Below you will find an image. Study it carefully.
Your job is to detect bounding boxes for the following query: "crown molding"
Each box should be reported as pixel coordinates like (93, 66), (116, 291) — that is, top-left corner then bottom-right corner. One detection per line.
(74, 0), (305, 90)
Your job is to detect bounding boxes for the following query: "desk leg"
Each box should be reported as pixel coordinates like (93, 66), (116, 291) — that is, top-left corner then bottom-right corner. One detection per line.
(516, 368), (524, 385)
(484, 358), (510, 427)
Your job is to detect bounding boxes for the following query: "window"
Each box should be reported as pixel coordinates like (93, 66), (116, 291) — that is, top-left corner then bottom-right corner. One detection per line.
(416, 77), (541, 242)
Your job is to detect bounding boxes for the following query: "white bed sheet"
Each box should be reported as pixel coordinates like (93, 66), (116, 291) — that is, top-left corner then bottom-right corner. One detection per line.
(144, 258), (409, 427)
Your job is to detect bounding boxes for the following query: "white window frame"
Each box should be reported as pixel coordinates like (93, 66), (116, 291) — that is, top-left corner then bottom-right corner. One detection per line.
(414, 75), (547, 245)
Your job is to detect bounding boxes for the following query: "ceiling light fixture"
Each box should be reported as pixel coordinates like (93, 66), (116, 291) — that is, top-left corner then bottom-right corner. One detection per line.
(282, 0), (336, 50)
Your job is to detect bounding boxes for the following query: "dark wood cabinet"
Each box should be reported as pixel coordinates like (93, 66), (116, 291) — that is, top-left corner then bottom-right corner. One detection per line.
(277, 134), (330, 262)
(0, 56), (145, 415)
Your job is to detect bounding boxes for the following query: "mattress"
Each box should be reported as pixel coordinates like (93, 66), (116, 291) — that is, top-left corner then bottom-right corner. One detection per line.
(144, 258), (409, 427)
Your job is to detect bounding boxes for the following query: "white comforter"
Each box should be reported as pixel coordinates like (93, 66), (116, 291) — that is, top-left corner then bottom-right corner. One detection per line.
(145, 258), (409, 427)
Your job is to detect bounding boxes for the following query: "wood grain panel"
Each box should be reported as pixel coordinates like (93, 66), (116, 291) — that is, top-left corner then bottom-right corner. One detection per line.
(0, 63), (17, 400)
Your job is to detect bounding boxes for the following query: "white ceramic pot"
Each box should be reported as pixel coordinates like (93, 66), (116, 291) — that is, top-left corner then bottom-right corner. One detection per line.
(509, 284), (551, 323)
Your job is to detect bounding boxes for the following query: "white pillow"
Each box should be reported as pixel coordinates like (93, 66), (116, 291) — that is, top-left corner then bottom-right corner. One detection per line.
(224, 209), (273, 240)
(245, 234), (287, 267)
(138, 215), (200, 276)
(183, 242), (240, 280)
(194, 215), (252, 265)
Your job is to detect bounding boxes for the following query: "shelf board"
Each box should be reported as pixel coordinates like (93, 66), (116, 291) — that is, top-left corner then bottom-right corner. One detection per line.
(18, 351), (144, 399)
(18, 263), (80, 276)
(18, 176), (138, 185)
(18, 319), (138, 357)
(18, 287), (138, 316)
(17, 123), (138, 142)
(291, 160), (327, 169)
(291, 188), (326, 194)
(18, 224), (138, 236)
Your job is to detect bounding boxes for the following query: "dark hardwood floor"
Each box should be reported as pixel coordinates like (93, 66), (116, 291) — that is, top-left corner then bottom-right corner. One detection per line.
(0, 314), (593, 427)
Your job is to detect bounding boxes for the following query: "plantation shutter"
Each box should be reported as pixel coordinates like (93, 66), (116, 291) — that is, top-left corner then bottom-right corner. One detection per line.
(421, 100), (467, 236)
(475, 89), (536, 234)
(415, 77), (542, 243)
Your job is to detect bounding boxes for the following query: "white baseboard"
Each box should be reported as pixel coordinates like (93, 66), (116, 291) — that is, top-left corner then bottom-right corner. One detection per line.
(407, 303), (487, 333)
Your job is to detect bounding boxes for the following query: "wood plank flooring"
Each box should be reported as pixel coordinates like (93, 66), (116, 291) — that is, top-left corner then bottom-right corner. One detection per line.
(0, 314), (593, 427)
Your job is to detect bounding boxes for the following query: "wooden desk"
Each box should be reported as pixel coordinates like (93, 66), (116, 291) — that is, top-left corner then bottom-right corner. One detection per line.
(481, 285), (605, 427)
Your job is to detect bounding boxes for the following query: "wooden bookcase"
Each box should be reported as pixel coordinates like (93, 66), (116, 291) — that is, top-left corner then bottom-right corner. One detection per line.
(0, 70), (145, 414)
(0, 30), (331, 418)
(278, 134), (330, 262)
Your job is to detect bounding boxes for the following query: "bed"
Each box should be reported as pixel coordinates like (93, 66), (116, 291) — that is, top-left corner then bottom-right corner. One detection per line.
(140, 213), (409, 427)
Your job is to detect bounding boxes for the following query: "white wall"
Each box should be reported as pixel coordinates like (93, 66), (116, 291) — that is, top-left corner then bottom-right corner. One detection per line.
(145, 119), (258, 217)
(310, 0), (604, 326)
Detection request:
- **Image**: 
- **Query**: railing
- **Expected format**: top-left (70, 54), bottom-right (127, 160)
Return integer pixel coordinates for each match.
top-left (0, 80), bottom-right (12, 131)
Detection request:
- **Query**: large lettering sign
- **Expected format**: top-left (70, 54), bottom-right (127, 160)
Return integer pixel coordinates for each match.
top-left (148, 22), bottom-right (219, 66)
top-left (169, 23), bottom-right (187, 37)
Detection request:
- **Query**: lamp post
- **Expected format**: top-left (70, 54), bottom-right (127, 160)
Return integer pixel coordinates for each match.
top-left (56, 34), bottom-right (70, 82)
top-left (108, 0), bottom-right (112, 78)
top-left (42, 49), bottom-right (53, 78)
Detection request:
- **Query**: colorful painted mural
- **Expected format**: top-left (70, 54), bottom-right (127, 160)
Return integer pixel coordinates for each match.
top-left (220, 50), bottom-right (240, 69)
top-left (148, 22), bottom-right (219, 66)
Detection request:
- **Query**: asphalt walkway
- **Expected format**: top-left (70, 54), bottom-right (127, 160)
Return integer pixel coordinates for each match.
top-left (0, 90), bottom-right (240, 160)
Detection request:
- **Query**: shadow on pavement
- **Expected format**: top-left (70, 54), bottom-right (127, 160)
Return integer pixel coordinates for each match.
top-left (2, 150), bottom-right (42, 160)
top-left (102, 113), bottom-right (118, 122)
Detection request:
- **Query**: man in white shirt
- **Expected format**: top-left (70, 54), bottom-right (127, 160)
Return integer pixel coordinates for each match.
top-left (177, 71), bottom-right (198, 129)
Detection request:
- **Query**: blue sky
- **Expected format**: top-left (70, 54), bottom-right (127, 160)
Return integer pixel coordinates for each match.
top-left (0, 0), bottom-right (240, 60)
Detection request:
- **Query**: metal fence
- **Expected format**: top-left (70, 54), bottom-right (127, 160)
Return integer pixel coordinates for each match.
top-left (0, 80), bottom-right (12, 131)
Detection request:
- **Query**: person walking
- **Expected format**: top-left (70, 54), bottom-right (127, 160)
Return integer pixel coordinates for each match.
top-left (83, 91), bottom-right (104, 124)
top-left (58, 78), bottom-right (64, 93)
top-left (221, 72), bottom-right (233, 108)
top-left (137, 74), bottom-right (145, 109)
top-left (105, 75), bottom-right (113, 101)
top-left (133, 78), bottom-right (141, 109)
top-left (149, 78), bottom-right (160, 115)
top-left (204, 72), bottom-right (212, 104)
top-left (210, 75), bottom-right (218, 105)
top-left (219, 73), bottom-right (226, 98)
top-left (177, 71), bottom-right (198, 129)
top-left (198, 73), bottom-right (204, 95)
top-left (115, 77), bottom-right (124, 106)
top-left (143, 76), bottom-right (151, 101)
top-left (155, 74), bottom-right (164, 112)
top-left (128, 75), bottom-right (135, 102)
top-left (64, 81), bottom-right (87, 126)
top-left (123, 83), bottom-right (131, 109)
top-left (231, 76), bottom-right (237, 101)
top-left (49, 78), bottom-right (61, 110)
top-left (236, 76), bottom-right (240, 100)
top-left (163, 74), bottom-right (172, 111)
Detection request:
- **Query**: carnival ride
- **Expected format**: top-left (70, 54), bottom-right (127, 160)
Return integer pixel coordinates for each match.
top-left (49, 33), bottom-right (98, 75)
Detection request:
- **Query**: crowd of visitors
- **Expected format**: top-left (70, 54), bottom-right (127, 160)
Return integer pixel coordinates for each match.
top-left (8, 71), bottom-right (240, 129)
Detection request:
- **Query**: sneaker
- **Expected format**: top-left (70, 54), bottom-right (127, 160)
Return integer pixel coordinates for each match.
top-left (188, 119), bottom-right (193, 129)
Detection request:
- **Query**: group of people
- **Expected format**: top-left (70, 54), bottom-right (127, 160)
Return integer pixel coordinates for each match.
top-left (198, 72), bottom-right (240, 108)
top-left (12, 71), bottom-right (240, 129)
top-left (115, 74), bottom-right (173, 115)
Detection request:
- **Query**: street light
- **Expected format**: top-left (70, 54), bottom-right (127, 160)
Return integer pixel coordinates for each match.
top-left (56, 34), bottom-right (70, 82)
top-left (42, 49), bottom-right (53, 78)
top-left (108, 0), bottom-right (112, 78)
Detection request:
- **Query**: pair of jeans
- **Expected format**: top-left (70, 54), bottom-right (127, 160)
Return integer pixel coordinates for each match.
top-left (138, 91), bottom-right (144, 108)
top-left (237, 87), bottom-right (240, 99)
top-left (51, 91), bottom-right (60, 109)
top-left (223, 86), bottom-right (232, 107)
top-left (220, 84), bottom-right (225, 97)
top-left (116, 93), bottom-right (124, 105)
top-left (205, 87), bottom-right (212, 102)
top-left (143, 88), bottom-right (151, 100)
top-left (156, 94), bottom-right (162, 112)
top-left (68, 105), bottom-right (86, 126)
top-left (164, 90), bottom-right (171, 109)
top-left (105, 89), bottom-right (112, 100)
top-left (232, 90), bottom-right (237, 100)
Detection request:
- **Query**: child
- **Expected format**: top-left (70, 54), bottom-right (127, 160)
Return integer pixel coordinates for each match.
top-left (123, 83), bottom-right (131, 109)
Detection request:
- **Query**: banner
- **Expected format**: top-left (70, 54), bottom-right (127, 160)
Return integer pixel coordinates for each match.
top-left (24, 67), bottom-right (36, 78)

○ ○ ○ ○ ○

| Brief |
Which lines in the rows above contain the word "window"? Return each of those lines in full.

| Solution |
Your job is to detect bounding boxes for the following query: "window"
Your job is to detect bounding boxes for the following query: "white window frame"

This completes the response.